Write out all the entries below again with "scene" swapped for "view" everywhere it appears. Change nothing else.

-- Start RECORD LIST --

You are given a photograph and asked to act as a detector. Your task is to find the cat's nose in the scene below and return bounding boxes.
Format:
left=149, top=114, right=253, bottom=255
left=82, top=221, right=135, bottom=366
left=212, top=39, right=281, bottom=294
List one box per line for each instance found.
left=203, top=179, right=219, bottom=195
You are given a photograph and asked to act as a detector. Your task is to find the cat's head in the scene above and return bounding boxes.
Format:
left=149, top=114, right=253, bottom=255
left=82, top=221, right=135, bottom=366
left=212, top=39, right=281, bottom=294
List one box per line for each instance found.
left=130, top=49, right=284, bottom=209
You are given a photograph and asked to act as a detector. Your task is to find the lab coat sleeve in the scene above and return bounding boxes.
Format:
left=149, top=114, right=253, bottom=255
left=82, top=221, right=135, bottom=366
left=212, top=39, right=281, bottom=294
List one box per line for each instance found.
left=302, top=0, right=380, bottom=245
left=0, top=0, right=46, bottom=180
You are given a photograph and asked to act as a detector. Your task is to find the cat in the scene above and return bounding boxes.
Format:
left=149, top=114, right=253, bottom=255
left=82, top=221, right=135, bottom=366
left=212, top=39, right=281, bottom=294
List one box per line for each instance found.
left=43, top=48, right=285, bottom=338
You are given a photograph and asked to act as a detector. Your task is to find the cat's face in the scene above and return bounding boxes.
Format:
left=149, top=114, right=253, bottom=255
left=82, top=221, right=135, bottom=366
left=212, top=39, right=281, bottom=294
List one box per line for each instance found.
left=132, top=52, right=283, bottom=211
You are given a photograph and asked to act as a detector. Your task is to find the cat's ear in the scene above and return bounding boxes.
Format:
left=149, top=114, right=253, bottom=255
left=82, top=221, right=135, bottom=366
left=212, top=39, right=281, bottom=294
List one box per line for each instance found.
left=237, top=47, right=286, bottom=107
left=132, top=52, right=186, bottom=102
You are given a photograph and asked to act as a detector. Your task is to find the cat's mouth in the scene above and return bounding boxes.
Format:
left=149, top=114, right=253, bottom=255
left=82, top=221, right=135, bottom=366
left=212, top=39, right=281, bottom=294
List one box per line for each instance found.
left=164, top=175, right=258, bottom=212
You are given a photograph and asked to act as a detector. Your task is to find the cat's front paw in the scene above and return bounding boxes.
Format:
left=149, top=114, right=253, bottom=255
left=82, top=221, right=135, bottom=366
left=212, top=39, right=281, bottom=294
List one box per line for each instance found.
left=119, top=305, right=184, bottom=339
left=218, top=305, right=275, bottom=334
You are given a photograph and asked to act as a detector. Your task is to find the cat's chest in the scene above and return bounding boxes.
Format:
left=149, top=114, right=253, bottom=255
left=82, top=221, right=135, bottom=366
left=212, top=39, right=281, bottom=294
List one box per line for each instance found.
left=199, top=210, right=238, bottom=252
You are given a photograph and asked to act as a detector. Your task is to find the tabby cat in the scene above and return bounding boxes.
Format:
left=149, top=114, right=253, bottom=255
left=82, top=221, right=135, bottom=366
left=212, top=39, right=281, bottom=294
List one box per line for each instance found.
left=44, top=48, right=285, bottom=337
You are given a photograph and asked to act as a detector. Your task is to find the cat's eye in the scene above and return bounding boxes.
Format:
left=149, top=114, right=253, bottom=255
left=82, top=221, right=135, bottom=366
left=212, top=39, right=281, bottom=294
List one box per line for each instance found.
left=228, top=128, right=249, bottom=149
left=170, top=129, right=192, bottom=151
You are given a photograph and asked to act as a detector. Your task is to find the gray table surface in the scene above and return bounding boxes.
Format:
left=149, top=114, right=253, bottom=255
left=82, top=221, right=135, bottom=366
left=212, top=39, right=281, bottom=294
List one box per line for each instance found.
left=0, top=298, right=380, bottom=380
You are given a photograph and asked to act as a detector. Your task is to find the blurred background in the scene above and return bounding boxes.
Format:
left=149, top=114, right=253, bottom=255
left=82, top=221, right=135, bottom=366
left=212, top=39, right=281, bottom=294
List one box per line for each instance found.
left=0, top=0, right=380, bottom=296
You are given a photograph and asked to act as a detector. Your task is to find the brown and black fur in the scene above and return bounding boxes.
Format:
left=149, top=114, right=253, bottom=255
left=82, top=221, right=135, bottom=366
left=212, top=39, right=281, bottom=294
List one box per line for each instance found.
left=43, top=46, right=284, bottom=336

-- End RECORD LIST --

--- SOLUTION ---
You are given a photograph and asked to act as a detector. Your task is to find the cat's nose in the view below and return bounding boxes.
Format:
left=149, top=114, right=253, bottom=255
left=82, top=221, right=135, bottom=366
left=212, top=39, right=281, bottom=294
List one box per line for each instance found.
left=203, top=179, right=219, bottom=195
You are given a photograph and asked to act as a detector. Your task is to find the cat's head in the view above and return bounding boxes.
Format:
left=149, top=114, right=253, bottom=255
left=82, top=221, right=135, bottom=366
left=212, top=39, right=281, bottom=294
List one box per line for each instance found.
left=130, top=49, right=284, bottom=209
You are given a photograph and asked to act as a detector. Your task is to find the lab coat sleeve in the view above and return bounding boxes.
Format:
left=149, top=114, right=253, bottom=255
left=82, top=221, right=135, bottom=366
left=212, top=39, right=281, bottom=294
List one box per line for each instance found.
left=302, top=0, right=380, bottom=245
left=0, top=0, right=46, bottom=180
You are given a photograph and asked to act as a detector. Your task is to find the cat in the view above and return bounding boxes.
Format:
left=149, top=114, right=253, bottom=255
left=82, top=221, right=135, bottom=366
left=212, top=39, right=281, bottom=294
List one box per line for each instance found.
left=43, top=48, right=285, bottom=338
You are given a photograph and asked to act as a detector. Your task is to find the cat's face in the view above and return bounding boxes.
Format:
left=149, top=114, right=253, bottom=255
left=82, top=221, right=135, bottom=366
left=212, top=39, right=281, bottom=294
List one box per line for each instance found.
left=132, top=52, right=283, bottom=211
You are given a photograph and asked to act as a detector. Your task is to find the cat's ear in the view above and return bounding boxes.
Format:
left=149, top=114, right=253, bottom=255
left=82, top=221, right=135, bottom=366
left=212, top=39, right=281, bottom=294
List one box per line for each instance found.
left=237, top=47, right=286, bottom=107
left=132, top=52, right=186, bottom=102
You are given a photograph and asked to act as a detector. Your task is to find the cat's mouth in the view above and return bounding boxes.
Format:
left=149, top=114, right=253, bottom=255
left=82, top=221, right=135, bottom=366
left=212, top=39, right=281, bottom=294
List one box per line for each instance found.
left=164, top=175, right=258, bottom=212
You are given a photograph and asked to act as a detector. Your task is to find the cat's front paw in the view above and return bounding boxes.
Format:
left=149, top=114, right=253, bottom=255
left=82, top=221, right=135, bottom=366
left=212, top=39, right=281, bottom=294
List one box per line for each instance found.
left=119, top=305, right=184, bottom=339
left=218, top=305, right=275, bottom=334
You are given a photograph and asked to act as a detector. Your task is to find the cat's chest in the view above and return bounding boxes.
Format:
left=149, top=114, right=253, bottom=255
left=82, top=221, right=135, bottom=366
left=212, top=39, right=281, bottom=294
List one box per line for each instance found.
left=199, top=210, right=238, bottom=252
You are given a photograph and asked to act as a detector. Your task is to find the tabby cat in the view above and return bounding boxes.
Format:
left=149, top=114, right=253, bottom=255
left=82, top=221, right=135, bottom=366
left=212, top=39, right=281, bottom=294
List one box per line for each instance found.
left=44, top=48, right=285, bottom=337
You are given a photograph and asked to act as a detector. Your task is to find the cat's eye in the view above and return bounding boxes.
Format:
left=149, top=114, right=253, bottom=255
left=82, top=221, right=135, bottom=366
left=212, top=39, right=281, bottom=294
List one box per line for each instance found.
left=228, top=128, right=249, bottom=149
left=170, top=129, right=192, bottom=151
You are given a photograph and asked to act as a detector. Your task is to find the gray table surface in the view above and return bounding boxes.
Format:
left=149, top=114, right=253, bottom=255
left=82, top=221, right=135, bottom=366
left=212, top=39, right=281, bottom=294
List one box per line for each instance found.
left=0, top=298, right=380, bottom=380
You are given a photograph and asked to act as a detector. Your task is to find the blurred background in the view above and return bounding boxes.
Format:
left=149, top=114, right=253, bottom=255
left=82, top=221, right=135, bottom=366
left=212, top=39, right=281, bottom=294
List one box per line for each instance found.
left=0, top=0, right=380, bottom=296
You are given a photograph and asked to act as a detector. Your task is to find the brown and black fur in the view above and return bounding boxes.
Format:
left=149, top=114, right=253, bottom=255
left=82, top=221, right=135, bottom=366
left=212, top=39, right=281, bottom=294
List one box per line for each instance found.
left=43, top=46, right=284, bottom=336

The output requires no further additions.